Exercise requirements => Print the entries below word for word; the pictures stay out of your copy.

Source information =>
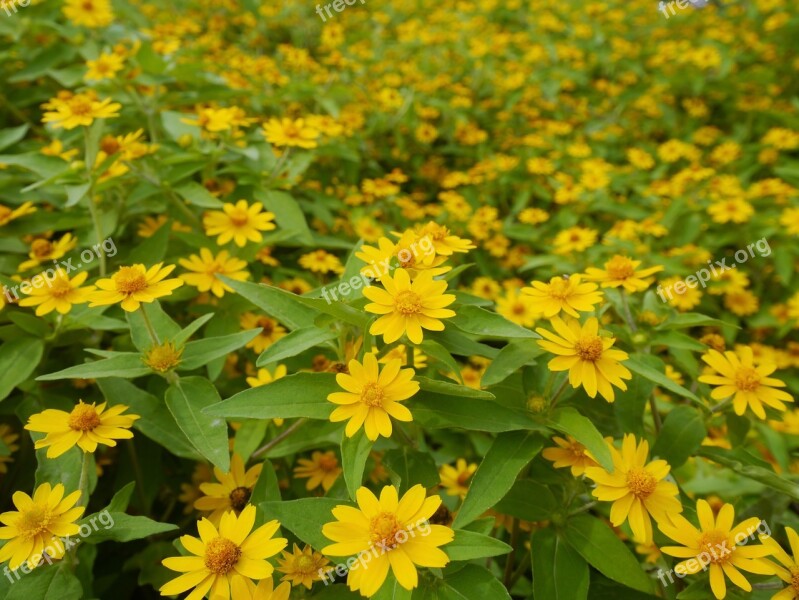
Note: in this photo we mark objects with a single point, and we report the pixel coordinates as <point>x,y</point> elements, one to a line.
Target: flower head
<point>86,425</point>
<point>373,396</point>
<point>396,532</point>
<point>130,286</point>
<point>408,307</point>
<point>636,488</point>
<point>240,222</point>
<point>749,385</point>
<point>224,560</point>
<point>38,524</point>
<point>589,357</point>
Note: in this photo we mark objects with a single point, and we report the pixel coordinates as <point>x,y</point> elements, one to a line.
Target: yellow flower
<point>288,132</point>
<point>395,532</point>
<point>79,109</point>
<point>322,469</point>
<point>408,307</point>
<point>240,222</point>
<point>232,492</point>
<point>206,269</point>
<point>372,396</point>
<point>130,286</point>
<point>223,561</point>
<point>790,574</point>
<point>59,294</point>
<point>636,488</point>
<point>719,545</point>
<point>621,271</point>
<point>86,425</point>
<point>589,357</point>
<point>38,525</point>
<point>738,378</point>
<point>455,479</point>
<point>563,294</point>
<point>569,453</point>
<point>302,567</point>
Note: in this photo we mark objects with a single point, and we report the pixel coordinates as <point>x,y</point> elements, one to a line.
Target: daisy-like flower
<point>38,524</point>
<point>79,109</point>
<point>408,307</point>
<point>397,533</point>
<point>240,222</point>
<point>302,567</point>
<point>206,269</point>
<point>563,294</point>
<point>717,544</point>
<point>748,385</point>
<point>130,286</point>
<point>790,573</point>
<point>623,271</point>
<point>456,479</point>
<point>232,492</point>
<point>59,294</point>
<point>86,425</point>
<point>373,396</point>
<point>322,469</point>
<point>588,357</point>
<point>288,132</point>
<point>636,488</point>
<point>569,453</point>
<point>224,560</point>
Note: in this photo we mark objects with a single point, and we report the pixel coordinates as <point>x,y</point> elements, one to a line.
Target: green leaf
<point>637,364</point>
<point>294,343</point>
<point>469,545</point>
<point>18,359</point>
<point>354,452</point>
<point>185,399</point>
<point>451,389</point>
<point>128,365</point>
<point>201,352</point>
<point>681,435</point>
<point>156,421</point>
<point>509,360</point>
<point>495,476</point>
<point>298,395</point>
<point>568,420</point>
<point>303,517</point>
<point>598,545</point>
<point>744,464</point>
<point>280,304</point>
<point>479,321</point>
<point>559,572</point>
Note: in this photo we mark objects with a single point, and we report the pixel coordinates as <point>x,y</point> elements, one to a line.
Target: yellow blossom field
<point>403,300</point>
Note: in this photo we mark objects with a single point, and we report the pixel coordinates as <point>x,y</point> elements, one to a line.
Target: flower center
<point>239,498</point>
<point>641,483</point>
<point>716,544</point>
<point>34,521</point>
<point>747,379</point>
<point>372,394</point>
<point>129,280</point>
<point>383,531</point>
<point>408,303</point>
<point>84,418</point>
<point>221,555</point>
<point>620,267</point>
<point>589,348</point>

Answer space =>
Note: in this photo we mark objects with a single point, and we report the pixel coordinates as <point>x,y</point> elements, one to a line.
Target: flower head
<point>86,425</point>
<point>373,396</point>
<point>396,532</point>
<point>130,286</point>
<point>408,307</point>
<point>636,488</point>
<point>240,222</point>
<point>749,385</point>
<point>224,560</point>
<point>38,524</point>
<point>589,357</point>
Note: in this photo we mark objects with a single point, and we report the pixel coordinates as <point>x,y</point> elements, one to a line.
Target: yellow flower
<point>288,132</point>
<point>395,532</point>
<point>79,109</point>
<point>322,469</point>
<point>408,307</point>
<point>240,222</point>
<point>232,492</point>
<point>206,269</point>
<point>372,396</point>
<point>130,286</point>
<point>223,561</point>
<point>790,574</point>
<point>59,294</point>
<point>636,488</point>
<point>719,545</point>
<point>621,271</point>
<point>86,425</point>
<point>589,357</point>
<point>38,525</point>
<point>738,378</point>
<point>455,479</point>
<point>563,294</point>
<point>569,453</point>
<point>302,567</point>
Note: in this photo we mark objects with a single point, and we report the pixel coordinates as <point>x,y</point> elements, one to a line.
Target: daisy-like flower
<point>38,524</point>
<point>79,109</point>
<point>408,307</point>
<point>397,533</point>
<point>240,222</point>
<point>302,567</point>
<point>206,269</point>
<point>563,294</point>
<point>717,544</point>
<point>748,385</point>
<point>130,286</point>
<point>790,573</point>
<point>623,271</point>
<point>456,479</point>
<point>232,492</point>
<point>59,294</point>
<point>86,425</point>
<point>373,396</point>
<point>322,469</point>
<point>588,357</point>
<point>288,132</point>
<point>636,488</point>
<point>569,453</point>
<point>224,560</point>
Note: in this photo we mark objects with a single point, and we report the pixel coordinates as <point>x,y</point> elements, one to a line.
Target: green leaf
<point>637,364</point>
<point>294,343</point>
<point>469,545</point>
<point>18,359</point>
<point>354,452</point>
<point>185,399</point>
<point>451,389</point>
<point>128,365</point>
<point>201,352</point>
<point>681,435</point>
<point>156,421</point>
<point>509,360</point>
<point>495,476</point>
<point>298,395</point>
<point>568,420</point>
<point>303,517</point>
<point>598,545</point>
<point>744,464</point>
<point>280,304</point>
<point>479,321</point>
<point>559,572</point>
Note: in this photo we mark objects with a single point, and we report the pixel coordinates as <point>x,y</point> elements, one to a line.
Target: yellow blossom field
<point>403,300</point>
Note: in this photo we mark objects with a single point, and we report the pixel coordinates as <point>x,y</point> elements, one to a line.
Target: flower center
<point>239,498</point>
<point>641,483</point>
<point>716,544</point>
<point>34,521</point>
<point>747,379</point>
<point>372,394</point>
<point>129,280</point>
<point>383,531</point>
<point>408,303</point>
<point>84,418</point>
<point>221,555</point>
<point>620,267</point>
<point>589,348</point>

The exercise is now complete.